> _Task statement_: Convert everything from the start of the items through the line containing "<point>195,132</point>" into a Markdown table with the columns "Row" and "Content", leaving out any blank lines.

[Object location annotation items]
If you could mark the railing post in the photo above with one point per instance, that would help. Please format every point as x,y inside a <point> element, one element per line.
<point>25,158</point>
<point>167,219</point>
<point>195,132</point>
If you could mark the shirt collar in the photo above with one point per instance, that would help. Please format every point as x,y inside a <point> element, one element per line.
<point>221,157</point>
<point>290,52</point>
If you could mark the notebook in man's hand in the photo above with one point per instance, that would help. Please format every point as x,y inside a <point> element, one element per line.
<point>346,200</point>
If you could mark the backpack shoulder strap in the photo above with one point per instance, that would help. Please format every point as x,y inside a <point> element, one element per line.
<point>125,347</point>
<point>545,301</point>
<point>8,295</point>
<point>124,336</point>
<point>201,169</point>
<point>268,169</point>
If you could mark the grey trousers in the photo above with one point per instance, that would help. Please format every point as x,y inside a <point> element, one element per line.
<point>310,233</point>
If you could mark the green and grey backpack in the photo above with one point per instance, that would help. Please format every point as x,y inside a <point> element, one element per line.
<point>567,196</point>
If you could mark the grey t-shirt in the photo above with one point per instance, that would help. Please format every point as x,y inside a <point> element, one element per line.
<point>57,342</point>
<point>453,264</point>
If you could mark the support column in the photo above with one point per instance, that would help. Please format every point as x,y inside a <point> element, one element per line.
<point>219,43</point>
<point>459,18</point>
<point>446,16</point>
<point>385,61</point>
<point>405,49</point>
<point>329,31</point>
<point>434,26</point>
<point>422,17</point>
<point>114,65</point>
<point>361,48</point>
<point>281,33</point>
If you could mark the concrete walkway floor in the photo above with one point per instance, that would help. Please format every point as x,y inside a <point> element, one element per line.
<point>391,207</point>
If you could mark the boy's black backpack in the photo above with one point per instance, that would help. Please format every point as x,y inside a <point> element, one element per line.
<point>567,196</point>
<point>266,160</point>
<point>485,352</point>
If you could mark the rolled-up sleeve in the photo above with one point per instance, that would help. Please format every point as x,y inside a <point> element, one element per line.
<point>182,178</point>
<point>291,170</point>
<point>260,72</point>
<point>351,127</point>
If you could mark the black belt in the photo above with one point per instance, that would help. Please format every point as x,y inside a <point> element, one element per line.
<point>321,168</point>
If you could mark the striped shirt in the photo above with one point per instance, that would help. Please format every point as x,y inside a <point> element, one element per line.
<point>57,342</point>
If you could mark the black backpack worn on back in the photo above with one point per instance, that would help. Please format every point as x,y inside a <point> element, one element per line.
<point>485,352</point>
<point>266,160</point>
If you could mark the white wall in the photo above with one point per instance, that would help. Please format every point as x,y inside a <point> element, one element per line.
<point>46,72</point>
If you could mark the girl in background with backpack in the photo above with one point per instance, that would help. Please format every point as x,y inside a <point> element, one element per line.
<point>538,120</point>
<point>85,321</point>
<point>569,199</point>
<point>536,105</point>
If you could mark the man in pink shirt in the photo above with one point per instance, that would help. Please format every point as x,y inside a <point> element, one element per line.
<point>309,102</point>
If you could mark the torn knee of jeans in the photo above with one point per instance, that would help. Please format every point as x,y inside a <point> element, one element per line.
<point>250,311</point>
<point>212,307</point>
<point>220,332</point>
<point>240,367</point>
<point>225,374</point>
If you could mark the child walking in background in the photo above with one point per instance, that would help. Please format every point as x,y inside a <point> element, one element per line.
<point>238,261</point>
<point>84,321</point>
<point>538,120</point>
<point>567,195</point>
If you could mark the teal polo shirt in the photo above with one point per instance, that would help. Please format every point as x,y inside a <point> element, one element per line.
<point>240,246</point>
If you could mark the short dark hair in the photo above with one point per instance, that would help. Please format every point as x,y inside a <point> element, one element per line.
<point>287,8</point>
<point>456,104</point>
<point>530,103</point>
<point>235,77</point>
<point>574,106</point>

> _Solution below_:
| Row | Content |
|---|---|
| 1 | If you could mark the railing post in the photo above with one point per instance, that would help. Please format every point as x,y inside a <point> element, one element per line. |
| 2 | <point>25,158</point> |
| 3 | <point>167,219</point> |
| 4 | <point>195,132</point> |